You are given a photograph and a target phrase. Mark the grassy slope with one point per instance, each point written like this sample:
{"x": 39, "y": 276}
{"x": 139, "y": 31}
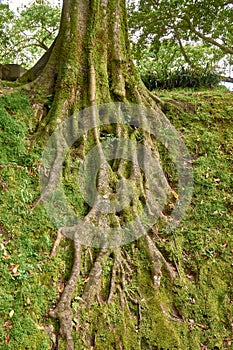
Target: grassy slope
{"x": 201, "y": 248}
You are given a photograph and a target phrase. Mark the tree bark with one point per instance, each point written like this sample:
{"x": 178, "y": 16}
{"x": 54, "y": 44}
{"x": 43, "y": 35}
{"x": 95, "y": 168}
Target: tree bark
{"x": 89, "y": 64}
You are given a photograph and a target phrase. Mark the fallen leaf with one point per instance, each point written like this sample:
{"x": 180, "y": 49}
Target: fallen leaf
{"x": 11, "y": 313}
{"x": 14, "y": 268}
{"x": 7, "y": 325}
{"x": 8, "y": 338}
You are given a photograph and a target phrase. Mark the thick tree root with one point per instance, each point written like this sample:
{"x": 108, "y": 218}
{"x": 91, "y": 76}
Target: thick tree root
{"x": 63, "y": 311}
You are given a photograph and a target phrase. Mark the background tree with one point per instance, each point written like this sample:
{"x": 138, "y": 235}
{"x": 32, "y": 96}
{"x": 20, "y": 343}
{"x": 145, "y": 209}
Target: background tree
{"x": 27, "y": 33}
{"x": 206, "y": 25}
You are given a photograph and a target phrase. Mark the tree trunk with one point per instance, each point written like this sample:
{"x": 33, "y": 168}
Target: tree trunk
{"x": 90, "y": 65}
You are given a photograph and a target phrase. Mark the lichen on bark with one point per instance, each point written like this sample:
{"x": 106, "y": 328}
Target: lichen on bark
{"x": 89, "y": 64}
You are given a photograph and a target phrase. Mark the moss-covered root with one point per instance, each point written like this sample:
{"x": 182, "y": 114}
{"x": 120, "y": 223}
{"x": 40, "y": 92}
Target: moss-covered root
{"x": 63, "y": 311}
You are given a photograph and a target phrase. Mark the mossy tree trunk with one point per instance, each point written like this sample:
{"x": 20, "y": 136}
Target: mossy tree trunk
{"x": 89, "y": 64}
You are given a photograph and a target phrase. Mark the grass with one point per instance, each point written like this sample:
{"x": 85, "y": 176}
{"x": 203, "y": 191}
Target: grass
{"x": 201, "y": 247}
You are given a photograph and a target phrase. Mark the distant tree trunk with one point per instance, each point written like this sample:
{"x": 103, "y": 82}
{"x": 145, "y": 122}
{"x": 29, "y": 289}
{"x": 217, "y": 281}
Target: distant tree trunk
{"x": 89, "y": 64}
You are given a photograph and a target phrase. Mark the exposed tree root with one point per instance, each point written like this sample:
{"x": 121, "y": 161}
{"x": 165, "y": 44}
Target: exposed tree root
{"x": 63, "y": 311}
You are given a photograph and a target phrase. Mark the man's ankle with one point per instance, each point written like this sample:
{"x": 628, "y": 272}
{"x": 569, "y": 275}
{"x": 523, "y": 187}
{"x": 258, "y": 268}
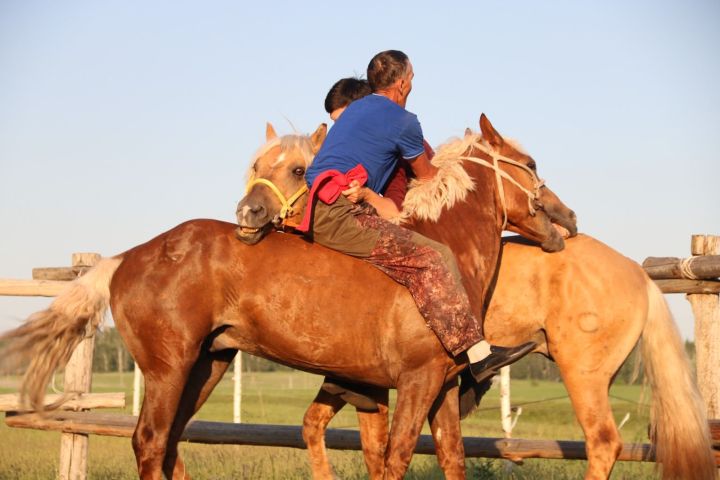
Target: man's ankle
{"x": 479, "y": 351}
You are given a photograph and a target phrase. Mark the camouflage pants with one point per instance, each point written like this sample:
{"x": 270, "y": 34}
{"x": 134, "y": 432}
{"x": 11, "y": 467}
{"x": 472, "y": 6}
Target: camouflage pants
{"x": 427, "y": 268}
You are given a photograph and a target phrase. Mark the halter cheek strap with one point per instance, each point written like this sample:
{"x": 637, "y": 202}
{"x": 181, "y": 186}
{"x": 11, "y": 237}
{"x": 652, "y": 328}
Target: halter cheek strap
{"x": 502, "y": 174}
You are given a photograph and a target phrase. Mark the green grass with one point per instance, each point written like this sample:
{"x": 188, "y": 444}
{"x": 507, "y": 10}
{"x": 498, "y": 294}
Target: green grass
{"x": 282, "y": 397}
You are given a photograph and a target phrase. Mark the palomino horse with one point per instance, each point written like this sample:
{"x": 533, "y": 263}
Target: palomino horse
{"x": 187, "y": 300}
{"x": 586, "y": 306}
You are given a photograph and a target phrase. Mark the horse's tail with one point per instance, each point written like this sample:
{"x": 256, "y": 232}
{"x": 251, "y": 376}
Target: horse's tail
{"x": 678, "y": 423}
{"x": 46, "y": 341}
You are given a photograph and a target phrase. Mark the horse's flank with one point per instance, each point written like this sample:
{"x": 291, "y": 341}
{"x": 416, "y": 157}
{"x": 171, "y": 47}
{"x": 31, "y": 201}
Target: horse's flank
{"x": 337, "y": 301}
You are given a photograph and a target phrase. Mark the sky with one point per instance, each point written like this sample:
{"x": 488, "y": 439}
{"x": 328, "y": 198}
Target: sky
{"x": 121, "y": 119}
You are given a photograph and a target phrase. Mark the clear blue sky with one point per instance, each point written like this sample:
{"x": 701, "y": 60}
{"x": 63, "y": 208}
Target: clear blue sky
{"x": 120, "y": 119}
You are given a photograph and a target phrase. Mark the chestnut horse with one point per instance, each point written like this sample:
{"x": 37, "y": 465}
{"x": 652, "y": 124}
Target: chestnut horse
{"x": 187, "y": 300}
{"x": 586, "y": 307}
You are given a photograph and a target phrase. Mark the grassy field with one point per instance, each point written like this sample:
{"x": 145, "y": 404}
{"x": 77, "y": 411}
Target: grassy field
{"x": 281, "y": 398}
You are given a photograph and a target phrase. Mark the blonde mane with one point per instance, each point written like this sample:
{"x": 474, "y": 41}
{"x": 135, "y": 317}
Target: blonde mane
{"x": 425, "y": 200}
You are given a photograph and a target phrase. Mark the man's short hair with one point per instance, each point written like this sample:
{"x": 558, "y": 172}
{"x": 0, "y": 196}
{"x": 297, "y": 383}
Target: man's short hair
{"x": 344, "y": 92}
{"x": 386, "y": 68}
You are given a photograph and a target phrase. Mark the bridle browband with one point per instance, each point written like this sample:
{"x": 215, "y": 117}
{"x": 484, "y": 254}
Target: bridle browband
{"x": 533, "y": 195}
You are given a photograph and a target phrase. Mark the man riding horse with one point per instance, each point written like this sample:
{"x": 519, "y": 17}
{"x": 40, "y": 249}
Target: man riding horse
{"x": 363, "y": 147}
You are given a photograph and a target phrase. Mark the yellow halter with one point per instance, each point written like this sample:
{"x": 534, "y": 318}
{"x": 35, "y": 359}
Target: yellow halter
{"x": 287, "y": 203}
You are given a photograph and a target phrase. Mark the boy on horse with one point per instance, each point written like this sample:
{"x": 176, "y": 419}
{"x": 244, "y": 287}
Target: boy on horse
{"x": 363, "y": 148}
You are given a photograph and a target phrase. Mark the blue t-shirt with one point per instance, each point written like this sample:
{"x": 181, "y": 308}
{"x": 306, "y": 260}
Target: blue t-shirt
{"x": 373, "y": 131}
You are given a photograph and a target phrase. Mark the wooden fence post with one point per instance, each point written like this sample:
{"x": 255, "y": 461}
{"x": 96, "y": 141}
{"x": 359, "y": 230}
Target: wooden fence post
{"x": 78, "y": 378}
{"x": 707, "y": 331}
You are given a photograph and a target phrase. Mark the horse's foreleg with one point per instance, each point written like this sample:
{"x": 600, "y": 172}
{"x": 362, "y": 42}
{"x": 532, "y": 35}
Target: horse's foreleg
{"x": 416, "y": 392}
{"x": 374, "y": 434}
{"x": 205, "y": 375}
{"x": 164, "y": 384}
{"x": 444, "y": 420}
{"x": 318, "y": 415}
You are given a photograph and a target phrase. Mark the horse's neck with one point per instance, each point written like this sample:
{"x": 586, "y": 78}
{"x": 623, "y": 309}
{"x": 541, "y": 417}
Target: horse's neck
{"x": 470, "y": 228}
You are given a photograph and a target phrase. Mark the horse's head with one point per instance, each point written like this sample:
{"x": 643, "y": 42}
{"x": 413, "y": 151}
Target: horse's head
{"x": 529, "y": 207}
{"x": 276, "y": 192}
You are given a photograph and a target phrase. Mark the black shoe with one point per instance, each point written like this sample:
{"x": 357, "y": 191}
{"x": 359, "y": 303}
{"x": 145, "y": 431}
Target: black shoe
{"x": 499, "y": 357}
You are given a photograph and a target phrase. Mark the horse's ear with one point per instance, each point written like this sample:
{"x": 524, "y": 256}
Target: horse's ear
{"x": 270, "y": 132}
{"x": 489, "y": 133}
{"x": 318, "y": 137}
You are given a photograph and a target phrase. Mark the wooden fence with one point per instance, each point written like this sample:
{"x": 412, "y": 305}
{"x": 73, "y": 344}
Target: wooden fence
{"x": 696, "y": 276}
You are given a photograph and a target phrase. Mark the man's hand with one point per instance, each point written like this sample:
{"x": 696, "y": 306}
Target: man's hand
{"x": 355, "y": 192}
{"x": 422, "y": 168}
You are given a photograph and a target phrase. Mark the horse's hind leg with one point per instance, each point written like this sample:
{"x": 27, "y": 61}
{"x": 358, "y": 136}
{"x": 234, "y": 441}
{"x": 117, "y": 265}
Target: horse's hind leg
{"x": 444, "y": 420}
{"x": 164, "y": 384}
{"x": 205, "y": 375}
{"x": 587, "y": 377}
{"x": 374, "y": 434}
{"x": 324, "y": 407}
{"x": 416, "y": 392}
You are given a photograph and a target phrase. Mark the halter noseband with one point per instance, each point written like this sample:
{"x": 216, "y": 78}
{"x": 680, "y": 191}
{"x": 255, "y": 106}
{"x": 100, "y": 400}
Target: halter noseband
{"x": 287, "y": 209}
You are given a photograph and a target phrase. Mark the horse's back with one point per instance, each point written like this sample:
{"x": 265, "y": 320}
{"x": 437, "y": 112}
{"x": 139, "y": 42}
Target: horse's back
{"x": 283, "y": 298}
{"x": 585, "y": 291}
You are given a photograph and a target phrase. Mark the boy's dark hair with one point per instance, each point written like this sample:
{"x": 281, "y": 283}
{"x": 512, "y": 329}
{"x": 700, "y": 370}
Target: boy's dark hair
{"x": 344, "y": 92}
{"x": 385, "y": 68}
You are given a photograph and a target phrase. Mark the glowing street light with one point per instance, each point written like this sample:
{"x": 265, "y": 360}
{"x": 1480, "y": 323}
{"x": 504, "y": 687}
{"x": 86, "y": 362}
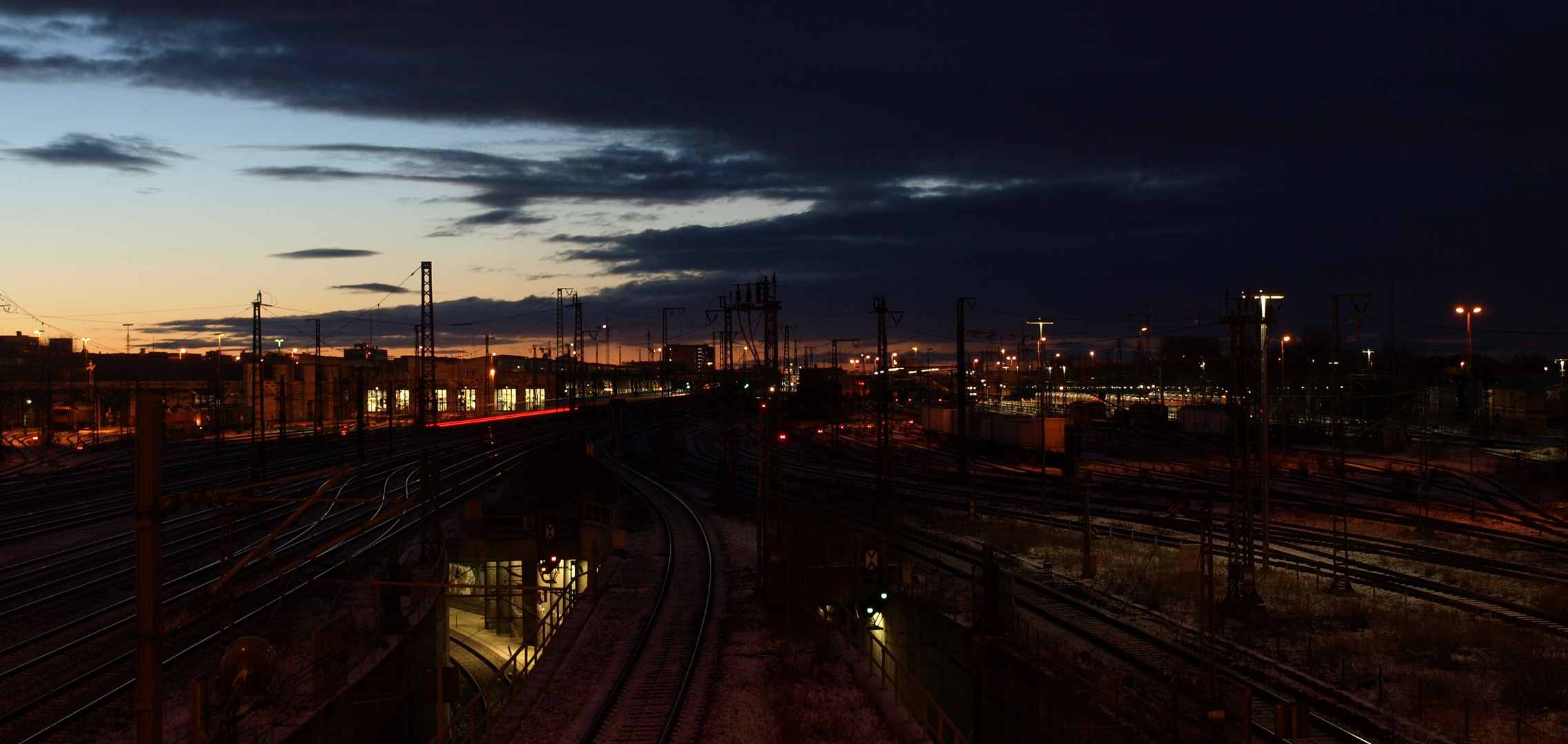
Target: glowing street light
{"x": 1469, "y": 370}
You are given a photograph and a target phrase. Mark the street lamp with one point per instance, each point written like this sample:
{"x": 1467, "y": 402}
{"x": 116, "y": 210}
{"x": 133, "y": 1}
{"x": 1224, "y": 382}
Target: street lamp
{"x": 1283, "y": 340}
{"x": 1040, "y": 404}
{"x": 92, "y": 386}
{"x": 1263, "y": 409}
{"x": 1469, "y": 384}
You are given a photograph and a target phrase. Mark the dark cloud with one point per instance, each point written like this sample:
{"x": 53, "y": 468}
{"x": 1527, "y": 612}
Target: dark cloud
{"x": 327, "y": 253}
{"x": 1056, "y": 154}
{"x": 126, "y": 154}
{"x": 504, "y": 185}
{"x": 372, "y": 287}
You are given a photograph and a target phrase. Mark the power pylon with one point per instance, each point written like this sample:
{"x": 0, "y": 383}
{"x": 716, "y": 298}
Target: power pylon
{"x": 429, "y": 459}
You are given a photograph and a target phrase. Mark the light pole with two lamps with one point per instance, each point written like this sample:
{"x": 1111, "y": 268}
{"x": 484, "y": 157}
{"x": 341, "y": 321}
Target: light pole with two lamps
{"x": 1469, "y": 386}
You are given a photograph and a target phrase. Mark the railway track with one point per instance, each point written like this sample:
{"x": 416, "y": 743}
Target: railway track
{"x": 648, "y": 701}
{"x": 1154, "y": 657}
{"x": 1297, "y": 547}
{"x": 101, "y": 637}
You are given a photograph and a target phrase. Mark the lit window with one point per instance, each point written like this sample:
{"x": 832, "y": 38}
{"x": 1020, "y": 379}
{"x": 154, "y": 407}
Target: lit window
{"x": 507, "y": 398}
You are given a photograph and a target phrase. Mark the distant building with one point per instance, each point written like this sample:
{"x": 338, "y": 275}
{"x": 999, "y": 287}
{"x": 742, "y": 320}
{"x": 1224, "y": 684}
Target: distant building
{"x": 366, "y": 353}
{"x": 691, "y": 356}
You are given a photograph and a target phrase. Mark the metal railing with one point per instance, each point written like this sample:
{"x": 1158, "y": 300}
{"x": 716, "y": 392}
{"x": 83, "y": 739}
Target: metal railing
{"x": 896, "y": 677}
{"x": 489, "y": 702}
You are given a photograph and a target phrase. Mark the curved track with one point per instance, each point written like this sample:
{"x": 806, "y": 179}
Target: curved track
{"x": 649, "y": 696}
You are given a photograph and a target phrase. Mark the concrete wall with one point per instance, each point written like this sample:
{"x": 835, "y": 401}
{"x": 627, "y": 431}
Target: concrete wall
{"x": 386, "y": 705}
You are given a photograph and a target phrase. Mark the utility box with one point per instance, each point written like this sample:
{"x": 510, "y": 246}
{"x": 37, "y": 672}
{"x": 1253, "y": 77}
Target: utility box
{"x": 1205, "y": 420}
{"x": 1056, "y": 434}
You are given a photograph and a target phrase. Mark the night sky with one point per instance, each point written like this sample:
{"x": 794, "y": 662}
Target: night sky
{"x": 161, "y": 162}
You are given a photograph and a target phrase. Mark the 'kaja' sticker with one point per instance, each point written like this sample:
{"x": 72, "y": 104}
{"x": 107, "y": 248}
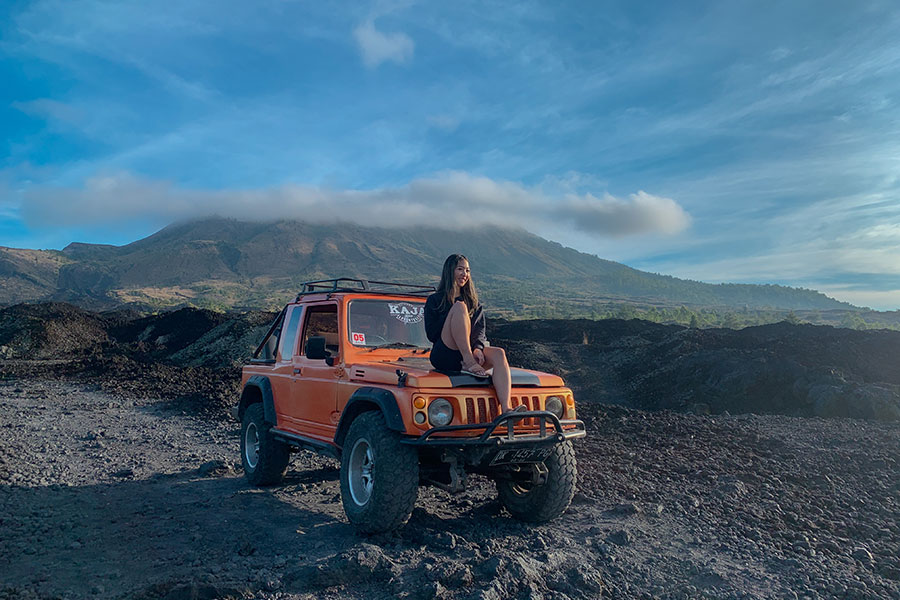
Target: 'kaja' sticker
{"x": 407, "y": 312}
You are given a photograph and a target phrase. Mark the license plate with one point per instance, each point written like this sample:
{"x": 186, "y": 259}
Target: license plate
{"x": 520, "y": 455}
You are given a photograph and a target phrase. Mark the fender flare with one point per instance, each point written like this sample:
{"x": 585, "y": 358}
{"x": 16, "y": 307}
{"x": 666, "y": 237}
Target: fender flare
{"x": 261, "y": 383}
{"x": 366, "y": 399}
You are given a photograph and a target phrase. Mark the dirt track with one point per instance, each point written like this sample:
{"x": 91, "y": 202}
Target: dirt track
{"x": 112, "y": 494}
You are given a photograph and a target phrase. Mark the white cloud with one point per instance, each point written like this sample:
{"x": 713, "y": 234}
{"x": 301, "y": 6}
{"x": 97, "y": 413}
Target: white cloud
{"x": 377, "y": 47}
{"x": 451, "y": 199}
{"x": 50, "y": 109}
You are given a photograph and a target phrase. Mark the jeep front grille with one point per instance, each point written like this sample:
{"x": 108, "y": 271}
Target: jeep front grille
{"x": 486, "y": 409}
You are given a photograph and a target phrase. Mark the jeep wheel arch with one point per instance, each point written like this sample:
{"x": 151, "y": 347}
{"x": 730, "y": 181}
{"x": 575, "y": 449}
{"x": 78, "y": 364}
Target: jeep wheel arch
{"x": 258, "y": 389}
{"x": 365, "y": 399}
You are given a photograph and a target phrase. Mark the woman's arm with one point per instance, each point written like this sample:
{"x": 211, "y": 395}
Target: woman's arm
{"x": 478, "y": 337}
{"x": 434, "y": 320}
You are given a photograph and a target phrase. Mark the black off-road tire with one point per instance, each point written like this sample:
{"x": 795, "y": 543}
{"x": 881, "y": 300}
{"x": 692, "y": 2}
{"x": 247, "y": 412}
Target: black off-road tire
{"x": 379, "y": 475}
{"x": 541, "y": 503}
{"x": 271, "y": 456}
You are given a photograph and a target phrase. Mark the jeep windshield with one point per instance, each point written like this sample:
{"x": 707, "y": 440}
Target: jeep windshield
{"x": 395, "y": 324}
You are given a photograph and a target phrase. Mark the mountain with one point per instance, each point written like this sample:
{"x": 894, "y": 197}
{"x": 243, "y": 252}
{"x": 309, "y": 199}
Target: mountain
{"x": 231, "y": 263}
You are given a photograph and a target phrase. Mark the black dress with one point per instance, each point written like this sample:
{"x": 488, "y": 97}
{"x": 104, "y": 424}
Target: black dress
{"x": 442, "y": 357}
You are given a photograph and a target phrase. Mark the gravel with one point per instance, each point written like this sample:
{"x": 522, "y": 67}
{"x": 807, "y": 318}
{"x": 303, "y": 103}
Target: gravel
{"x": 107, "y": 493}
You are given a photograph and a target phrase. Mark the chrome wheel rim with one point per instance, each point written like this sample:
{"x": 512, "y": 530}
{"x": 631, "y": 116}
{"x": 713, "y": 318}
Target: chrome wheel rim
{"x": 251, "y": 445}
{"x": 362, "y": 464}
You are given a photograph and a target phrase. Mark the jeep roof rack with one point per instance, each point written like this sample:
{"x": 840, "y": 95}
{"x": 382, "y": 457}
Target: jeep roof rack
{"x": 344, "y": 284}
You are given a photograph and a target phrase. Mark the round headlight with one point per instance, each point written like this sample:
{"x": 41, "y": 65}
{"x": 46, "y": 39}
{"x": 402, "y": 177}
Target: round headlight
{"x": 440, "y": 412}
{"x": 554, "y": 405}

####

* _THE TASK_: Reproduce exactly the lines from the one containing "the jeep roof" through the last line of the records above, including both, and nothing else.

* _RESULT BELOW_:
You are given a photograph and a target phrase. Mark the jeep roof rack with one point per instance, each point written like this sample:
{"x": 840, "y": 95}
{"x": 382, "y": 457}
Target: jeep roof rack
{"x": 344, "y": 284}
You are given a photograph and a target phrase. Mark the round headlight with one point per instance, each point written like this sample:
{"x": 41, "y": 65}
{"x": 46, "y": 39}
{"x": 402, "y": 177}
Target: round headlight
{"x": 440, "y": 412}
{"x": 554, "y": 405}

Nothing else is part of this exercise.